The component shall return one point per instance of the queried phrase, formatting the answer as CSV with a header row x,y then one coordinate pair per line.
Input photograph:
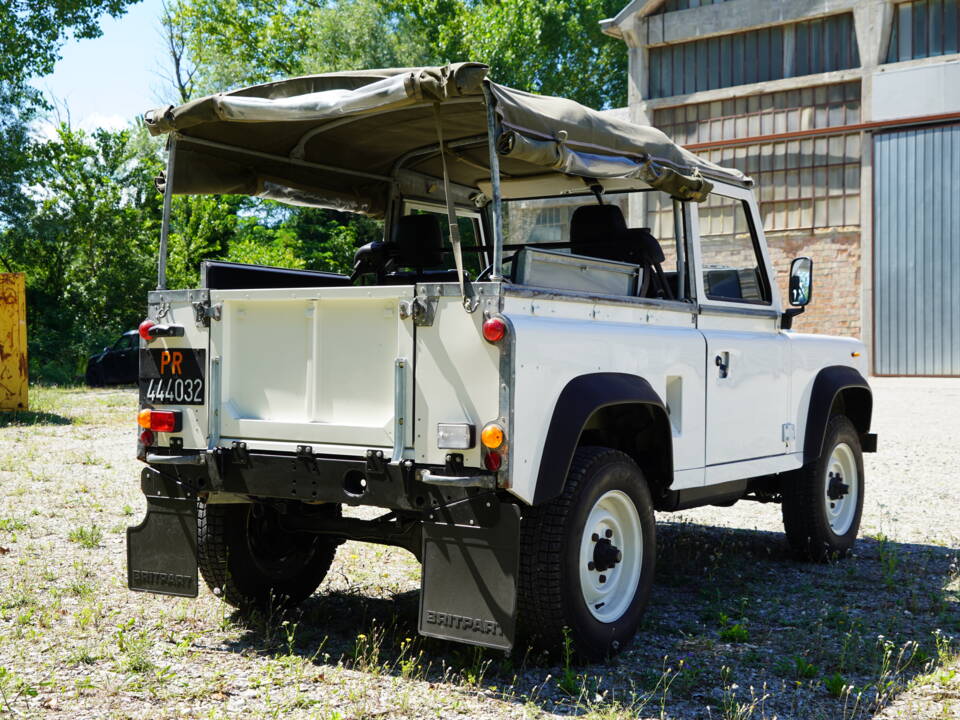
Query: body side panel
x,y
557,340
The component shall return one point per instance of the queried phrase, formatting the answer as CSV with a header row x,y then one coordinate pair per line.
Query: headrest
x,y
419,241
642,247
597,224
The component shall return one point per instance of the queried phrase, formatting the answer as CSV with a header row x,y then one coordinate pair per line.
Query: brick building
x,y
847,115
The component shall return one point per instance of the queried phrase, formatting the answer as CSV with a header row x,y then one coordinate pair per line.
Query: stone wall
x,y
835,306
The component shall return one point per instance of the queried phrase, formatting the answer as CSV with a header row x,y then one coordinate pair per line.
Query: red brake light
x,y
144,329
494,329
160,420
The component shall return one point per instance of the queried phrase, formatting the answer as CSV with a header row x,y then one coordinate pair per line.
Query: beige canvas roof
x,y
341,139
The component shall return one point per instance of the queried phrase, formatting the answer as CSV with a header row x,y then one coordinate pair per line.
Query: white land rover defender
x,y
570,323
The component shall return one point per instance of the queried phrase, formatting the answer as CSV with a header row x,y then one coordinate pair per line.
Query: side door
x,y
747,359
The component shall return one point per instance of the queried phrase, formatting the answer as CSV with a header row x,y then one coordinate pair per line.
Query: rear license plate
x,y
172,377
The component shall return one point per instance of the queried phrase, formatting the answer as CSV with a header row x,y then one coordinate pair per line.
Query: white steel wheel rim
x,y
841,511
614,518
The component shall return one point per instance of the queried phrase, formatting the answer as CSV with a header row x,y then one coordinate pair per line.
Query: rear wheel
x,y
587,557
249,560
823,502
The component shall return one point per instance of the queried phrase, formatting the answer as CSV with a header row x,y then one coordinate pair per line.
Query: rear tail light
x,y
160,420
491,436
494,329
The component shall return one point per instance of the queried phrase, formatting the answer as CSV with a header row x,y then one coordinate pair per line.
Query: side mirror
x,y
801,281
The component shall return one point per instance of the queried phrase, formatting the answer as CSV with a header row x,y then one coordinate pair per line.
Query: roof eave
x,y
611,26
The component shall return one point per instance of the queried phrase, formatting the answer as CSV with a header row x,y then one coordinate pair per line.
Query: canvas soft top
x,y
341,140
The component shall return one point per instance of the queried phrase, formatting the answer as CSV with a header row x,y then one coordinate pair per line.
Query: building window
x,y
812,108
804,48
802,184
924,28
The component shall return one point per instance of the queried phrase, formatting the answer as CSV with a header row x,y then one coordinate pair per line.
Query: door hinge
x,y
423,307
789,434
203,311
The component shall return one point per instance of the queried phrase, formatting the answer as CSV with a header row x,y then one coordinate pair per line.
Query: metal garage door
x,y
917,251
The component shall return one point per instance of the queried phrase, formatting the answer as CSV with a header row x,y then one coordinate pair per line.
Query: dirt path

* _EXERCISE OBJECTIVE_: The copy should hold every entry above word for word and none of the pictures.

* _TASK RESPONSE_:
The component shall return one point per instance of the queried phrase, formatting the answer as CSV with a header row x,y then one coordinate pair per line.
Input photograph:
Query: body side panel
x,y
557,340
The component shall return one point per instance of the queried phrase, formatting the answer as CSV with a header row x,y then one coordinate pair per line.
Query: headrest
x,y
419,241
642,247
597,224
The component shall return one point per instance of the queried phrase, formatting the answer as CSV with a header row x,y then one coordinate pair per line.
Query: brick building
x,y
847,115
The component shall return one point per instance of the queried phrase, formatting the answer as CSV with a header row x,y then one coordinate pair per line.
Query: stone wall
x,y
835,306
The component shall return one point per instance of the queried phrase, formatting the answer as CSV with a header row x,y then one coordinate pair per line.
Query: red brake light
x,y
144,329
494,329
160,420
The component shall return one point per instance of the queried phrase, formatting the answer as CSV with a header row x,y then one coordinate pair per line.
Query: beige canvas roof
x,y
341,139
The component shall return one point per instance of the queried phrase, formatting the answer as CSV with a header row x,y then one coordinate pair per line.
Query: white land rover defender
x,y
570,323
The component shall return one point per instance of the queried phrase, formatting the answer as CSV with a header row x,y then one coordinate pair per line.
Query: side door
x,y
747,359
The component shall return one point per instance of the queried phrase, formatting the answer as CSV with a header row x,y then one coordinate pair per line.
Query: rear license plate
x,y
172,377
The component shall return one point per instance of the queried phrase, formatting the answer as CSV with a header row x,y then one coordinate pair per line.
Query: white steel wheel rim
x,y
841,511
614,518
The component shall return one point per instance of the queried phrase, formatting the answer as CSV with a header row x,y then one coordinate pair per line.
Query: rear wheel
x,y
587,557
249,560
823,502
The component shall return one point per instance of the queried phrase, formatting the answer as CSV with a header row x,y then one coordinate pair per line.
Query: rear tail light
x,y
160,420
491,436
494,329
The component shall return one point per instance of the queried phrase, formatting the answer as CSV with a header row x,y then one coordinate pair per line.
Query: side mirror
x,y
801,281
The component shall return one point per instance of the queried phrase, formatting the answer as CSV with a header row x,y then one coordinate pair per line.
Query: roof eave
x,y
611,26
The component shall return one point per instance of the queried phrase, formatting the answer as CSV with a header row x,y then one coordinate pair per line.
Query: canvas soft top
x,y
341,140
The component shall return one point per instance of the queried phrase, formatting the answer as CSV with a header row x,y then one coordinate pair per line.
Query: building window
x,y
812,108
804,48
802,184
924,28
The component shall return one point per instance of the queried phrase, formatting the answer as CSV with a header row x,y then one coordinate pair per line.
Query: door hinge
x,y
423,307
789,434
203,311
The component shall return one point per instance of the queried phrase, formatting the answer as CSV with a header row x,y then one coordinate pair per line.
Query: metal garage door
x,y
917,251
The component shall return one point per instance of the queried phrase, formatting the answer as CSV with a header row x,y then one coordinate pair per line.
Query: dirt path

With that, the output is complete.